[A run of items]
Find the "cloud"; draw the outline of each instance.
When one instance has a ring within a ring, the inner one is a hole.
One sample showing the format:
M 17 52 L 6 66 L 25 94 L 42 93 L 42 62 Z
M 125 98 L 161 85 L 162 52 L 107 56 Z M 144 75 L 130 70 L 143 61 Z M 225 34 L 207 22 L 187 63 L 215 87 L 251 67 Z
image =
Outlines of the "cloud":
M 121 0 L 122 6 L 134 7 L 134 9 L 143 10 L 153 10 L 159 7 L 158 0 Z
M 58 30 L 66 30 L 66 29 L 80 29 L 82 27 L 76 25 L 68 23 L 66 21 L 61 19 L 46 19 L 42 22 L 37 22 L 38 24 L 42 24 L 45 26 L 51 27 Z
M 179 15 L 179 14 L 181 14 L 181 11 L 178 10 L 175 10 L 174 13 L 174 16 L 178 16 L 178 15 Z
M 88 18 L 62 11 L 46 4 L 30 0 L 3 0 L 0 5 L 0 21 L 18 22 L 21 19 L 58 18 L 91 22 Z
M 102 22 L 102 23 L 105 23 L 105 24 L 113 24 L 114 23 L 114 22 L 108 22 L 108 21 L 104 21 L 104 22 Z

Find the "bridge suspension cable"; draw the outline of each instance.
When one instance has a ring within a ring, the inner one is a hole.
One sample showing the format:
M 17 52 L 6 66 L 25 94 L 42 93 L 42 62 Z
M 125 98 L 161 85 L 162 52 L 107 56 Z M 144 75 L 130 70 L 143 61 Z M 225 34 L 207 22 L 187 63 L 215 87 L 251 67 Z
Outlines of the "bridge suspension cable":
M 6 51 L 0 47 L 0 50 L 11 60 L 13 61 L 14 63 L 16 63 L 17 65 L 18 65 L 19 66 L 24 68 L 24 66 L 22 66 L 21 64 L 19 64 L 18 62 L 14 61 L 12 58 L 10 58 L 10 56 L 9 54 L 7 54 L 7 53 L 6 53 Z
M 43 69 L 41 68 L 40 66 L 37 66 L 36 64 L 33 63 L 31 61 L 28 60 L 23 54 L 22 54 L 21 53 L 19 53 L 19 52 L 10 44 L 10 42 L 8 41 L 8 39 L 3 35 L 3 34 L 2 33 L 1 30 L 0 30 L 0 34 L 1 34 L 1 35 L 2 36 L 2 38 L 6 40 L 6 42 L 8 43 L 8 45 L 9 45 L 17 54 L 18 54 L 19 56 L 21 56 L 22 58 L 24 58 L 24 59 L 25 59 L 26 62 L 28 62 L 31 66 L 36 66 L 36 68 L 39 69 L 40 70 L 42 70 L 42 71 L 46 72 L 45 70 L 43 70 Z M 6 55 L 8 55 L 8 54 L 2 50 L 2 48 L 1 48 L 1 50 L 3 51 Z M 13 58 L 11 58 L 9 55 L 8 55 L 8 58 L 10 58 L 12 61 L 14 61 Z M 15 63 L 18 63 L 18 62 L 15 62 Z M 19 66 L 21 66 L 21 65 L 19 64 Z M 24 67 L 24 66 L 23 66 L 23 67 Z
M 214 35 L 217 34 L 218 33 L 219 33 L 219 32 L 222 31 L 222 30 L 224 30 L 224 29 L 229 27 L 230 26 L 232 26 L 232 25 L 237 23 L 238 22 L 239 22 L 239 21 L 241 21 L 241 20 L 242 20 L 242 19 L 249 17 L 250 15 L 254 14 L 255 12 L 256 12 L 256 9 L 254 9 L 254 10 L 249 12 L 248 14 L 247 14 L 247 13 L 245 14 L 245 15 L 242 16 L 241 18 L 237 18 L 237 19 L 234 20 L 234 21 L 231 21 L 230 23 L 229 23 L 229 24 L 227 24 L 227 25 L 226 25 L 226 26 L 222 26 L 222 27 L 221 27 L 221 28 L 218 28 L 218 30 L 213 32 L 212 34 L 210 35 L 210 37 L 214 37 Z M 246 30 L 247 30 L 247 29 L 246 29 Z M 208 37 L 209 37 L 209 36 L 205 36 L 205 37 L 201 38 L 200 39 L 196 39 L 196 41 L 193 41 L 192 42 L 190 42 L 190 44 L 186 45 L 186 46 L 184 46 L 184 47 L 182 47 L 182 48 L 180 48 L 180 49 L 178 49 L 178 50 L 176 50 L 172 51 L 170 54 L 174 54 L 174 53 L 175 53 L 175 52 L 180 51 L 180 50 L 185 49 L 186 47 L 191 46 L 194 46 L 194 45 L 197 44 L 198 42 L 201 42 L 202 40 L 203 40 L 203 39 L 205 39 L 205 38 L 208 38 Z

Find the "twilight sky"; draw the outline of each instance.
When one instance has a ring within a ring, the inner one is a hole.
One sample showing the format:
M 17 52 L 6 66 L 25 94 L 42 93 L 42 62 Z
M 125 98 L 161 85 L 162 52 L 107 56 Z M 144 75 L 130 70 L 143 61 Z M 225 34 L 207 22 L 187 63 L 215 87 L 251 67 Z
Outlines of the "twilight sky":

## THE EXERCISE
Could you duplicate all of the items above, keeping every line exactly as it is?

## WRITTEN RESPONSE
Find the "cloud"; draw the outline of each instance.
When one instance has a ring within a ring, the inner one is a hole.
One sample showing the format:
M 17 52 L 6 66 L 25 94 L 42 93 L 42 62 Z
M 125 98 L 161 85 L 162 52 L 107 56 Z M 144 75 L 130 70 L 143 61 Z M 225 34 L 207 22 L 187 63 L 215 87 L 251 67 Z
image =
Outlines of the "cloud":
M 121 0 L 122 6 L 134 7 L 134 9 L 143 10 L 153 10 L 159 7 L 158 0 Z
M 58 30 L 66 30 L 66 29 L 80 29 L 82 27 L 76 25 L 68 23 L 66 21 L 61 19 L 46 19 L 42 22 L 37 22 L 38 24 L 42 24 L 45 26 L 51 27 Z
M 179 15 L 179 14 L 181 14 L 181 11 L 178 10 L 175 10 L 174 13 L 174 16 L 178 16 L 178 15 Z
M 88 18 L 62 11 L 46 4 L 30 0 L 3 0 L 0 5 L 0 21 L 18 22 L 21 19 L 58 18 L 91 22 Z
M 102 22 L 102 23 L 105 23 L 105 24 L 113 24 L 114 23 L 114 22 L 108 22 L 108 21 L 104 21 L 104 22 Z

Find the "bridge suspension cable"; draw the outline of each instance.
When one instance has a ring within a ring, the inner one is a hole.
One sample showing the format:
M 17 52 L 6 66 L 25 94 L 42 93 L 42 62 Z
M 125 98 L 161 85 L 162 52 L 107 56 Z M 144 75 L 130 70 L 143 61 Z M 225 34 L 207 22 L 187 63 L 215 87 L 251 67 Z
Outlines of the "bridge suspension cable":
M 6 51 L 0 47 L 0 50 L 11 60 L 13 61 L 14 63 L 16 63 L 17 65 L 18 65 L 19 66 L 24 68 L 24 66 L 22 66 L 21 64 L 19 64 L 18 62 L 14 61 L 12 58 L 10 58 L 10 56 L 9 54 L 7 54 L 7 53 L 6 53 Z
M 43 69 L 41 68 L 40 66 L 37 66 L 36 64 L 33 63 L 31 61 L 28 60 L 23 54 L 22 54 L 21 53 L 19 53 L 19 52 L 10 44 L 10 42 L 8 41 L 8 39 L 3 35 L 3 34 L 2 33 L 1 30 L 0 30 L 0 34 L 1 34 L 1 35 L 2 36 L 2 38 L 6 40 L 6 42 L 8 43 L 8 45 L 9 45 L 17 54 L 18 54 L 19 56 L 21 56 L 22 58 L 24 58 L 24 59 L 25 59 L 26 62 L 28 62 L 31 66 L 36 66 L 36 68 L 39 69 L 40 70 L 42 70 L 42 71 L 46 72 L 45 70 L 43 70 Z M 6 55 L 8 55 L 8 54 L 2 50 L 2 48 L 1 48 L 1 50 L 3 51 Z M 13 58 L 11 58 L 9 55 L 8 55 L 8 58 L 10 58 L 12 61 L 14 61 Z M 15 63 L 18 63 L 18 62 L 15 62 Z M 19 66 L 21 66 L 21 65 L 19 64 Z M 24 67 L 24 66 L 23 66 L 23 67 Z
M 214 35 L 217 34 L 218 33 L 219 33 L 219 32 L 222 31 L 222 30 L 224 30 L 224 29 L 229 27 L 230 26 L 232 26 L 232 25 L 237 23 L 238 22 L 239 22 L 239 21 L 241 21 L 241 20 L 242 20 L 242 19 L 249 17 L 250 15 L 254 14 L 255 12 L 256 12 L 256 9 L 254 9 L 254 10 L 249 12 L 248 14 L 247 14 L 247 13 L 245 14 L 245 15 L 242 16 L 241 18 L 237 18 L 237 19 L 234 20 L 234 21 L 231 21 L 230 23 L 229 23 L 229 24 L 227 24 L 227 25 L 226 25 L 226 26 L 222 26 L 222 27 L 221 27 L 221 28 L 218 28 L 218 30 L 213 32 L 212 34 L 210 35 L 210 37 L 214 37 Z M 246 30 L 247 30 L 247 29 L 246 29 Z M 208 37 L 209 37 L 209 36 L 205 36 L 205 37 L 201 38 L 200 39 L 196 39 L 196 41 L 193 41 L 192 42 L 190 42 L 190 44 L 186 45 L 186 46 L 184 46 L 184 47 L 182 47 L 182 48 L 180 48 L 180 49 L 178 49 L 178 50 L 176 50 L 172 51 L 170 54 L 174 54 L 174 53 L 175 53 L 175 52 L 180 51 L 180 50 L 185 49 L 186 47 L 191 46 L 194 46 L 194 45 L 197 44 L 198 42 L 201 42 L 202 40 L 203 40 L 203 39 L 205 39 L 205 38 L 208 38 Z

Find the "twilight sky"; draw the outline of each instance.
When one instance has a ring within a ring, the inner one is a hole.
One sample showing the format:
M 17 52 L 6 66 L 25 94 L 42 93 L 42 62 Z
M 125 98 L 161 85 L 162 52 L 107 56 Z M 144 75 L 130 70 L 143 61 Z M 225 34 L 207 22 L 187 63 L 215 87 L 251 67 Z
Outlines of the "twilight sky":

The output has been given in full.